### GIVEN TASK 1
Copy out the digital libraries text below in full, word for word.

-- START OF EXTRACT --

This book constitutes the thoroughly refereed proceedings of the 7th Italian Research Conference on Digital Libraries held in Pisa, Italy, in January 2011. The 20 revised full papers presented were carefully reviewed and cover topics of interest such as system interoperability and data integration; formal and methodological foundations of digital libraries; semantic web and linked data for digital libraries; multilingual information access; digital library infrastructures; metadata creation and management; search engines for digital library systems; evaluation and log data; handling audio/visual and non-traditional objects; user interfaces and visualization; digital library quality.



Selected Papers

Probabilistic Inference over Image Networks

Digital Libraries contain collections of multimedia objects providing services for the management, sharing and retrieval. Involved objects have two levels of complexity: the former refers to the inner object complexity while the latter takes into account the implicit/explicit relationships among objects. Traditional machine learning classifiers do not consider the relationships among objects assuming them independent and identically distributed. Recently, link-based classification methods have been proposed, that try to classify objects exploiting their relationships (links). In this paper, we deal with objects corresponding to digital images, even if the proposed approach can be naturally applied to different kind of multimedia objects. Relationships can be expressed among the features of the same image or among features belonging to different images. The aim of this work is to verify whether a link-based classifier based on a Statistical Relational Learning (SRL) language can improve the accuracy of a classical k-nearest neighbour approach. Experiments will show that the modelling of the relationships in a real-word dataset using a SRL model reduces the classification error.

-- END OF EXTRACT --
-- START OF SUPPLIED ENTRIES --

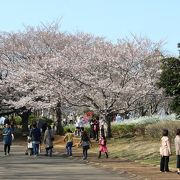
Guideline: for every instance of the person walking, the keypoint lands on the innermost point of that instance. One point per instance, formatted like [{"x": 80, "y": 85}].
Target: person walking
[
  {"x": 177, "y": 149},
  {"x": 69, "y": 138},
  {"x": 35, "y": 135},
  {"x": 48, "y": 140},
  {"x": 85, "y": 143},
  {"x": 102, "y": 146},
  {"x": 7, "y": 139},
  {"x": 165, "y": 152}
]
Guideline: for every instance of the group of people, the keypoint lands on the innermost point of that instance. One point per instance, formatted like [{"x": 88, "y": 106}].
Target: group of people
[
  {"x": 165, "y": 151},
  {"x": 85, "y": 142}
]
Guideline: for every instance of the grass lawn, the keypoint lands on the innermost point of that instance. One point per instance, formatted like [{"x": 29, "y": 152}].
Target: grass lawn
[{"x": 137, "y": 149}]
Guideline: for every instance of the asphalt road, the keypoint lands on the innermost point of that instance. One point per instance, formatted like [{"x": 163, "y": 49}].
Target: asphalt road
[{"x": 21, "y": 166}]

-- END OF SUPPLIED ENTRIES --

### GIVEN TASK 2
Rewrite every entry in the data file above, not the digital libraries text, replacing "innermost" with "most central" and changing nothing else. Leave the pictures out of your answer.

### EXPECTED OUTPUT 1
This book constitutes the thoroughly refereed proceedings of the 7th Italian Research Conference on Digital Libraries held in Pisa, Italy, in January 2011. The 20 revised full papers presented were carefully reviewed and cover topics of interest such as system interoperability and data integration; formal and methodological foundations of digital libraries; semantic web and linked data for digital libraries; multilingual information access; digital library infrastructures; metadata creation and management; search engines for digital library systems; evaluation and log data; handling audio/visual and non-traditional objects; user interfaces and visualization; digital library quality.



Selected Papers

Probabilistic Inference over Image Networks

Digital Libraries contain collections of multimedia objects providing services for the management, sharing and retrieval. Involved objects have two levels of complexity: the former refers to the inner object complexity while the latter takes into account the implicit/explicit relationships among objects. Traditional machine learning classifiers do not consider the relationships among objects assuming them independent and identically distributed. Recently, link-based classification methods have been proposed, that try to classify objects exploiting their relationships (links). In this paper, we deal with objects corresponding to digital images, even if the proposed approach can be naturally applied to different kind of multimedia objects. Relationships can be expressed among the features of the same image or among features belonging to different images. The aim of this work is to verify whether a link-based classifier based on a Statistical Relational Learning (SRL) language can improve the accuracy of a classical k-nearest neighbour approach. Experiments will show that the modelling of the relationships in a real-word dataset using a SRL model reduces the classification error.

### EXPECTED OUTPUT 2
Guideline: for every instance of the person walking, the keypoint lands on the most central point of that instance. One point per instance, formatted like [{"x": 80, "y": 85}].
Target: person walking
[
  {"x": 177, "y": 149},
  {"x": 69, "y": 138},
  {"x": 35, "y": 135},
  {"x": 48, "y": 140},
  {"x": 85, "y": 143},
  {"x": 102, "y": 146},
  {"x": 7, "y": 139},
  {"x": 165, "y": 152}
]
Guideline: for every instance of the group of people, the keypoint lands on the most central point of that instance. One point per instance, formatted like [{"x": 88, "y": 106}].
Target: group of people
[
  {"x": 165, "y": 151},
  {"x": 85, "y": 142}
]
Guideline: for every instance of the grass lawn, the keypoint lands on the most central point of that instance. One point per instance, formatted like [{"x": 29, "y": 152}].
Target: grass lawn
[{"x": 137, "y": 149}]
Guideline: for every instance of the asphalt road, the keypoint lands on the most central point of that instance. One point per instance, formatted like [{"x": 163, "y": 49}].
Target: asphalt road
[{"x": 21, "y": 166}]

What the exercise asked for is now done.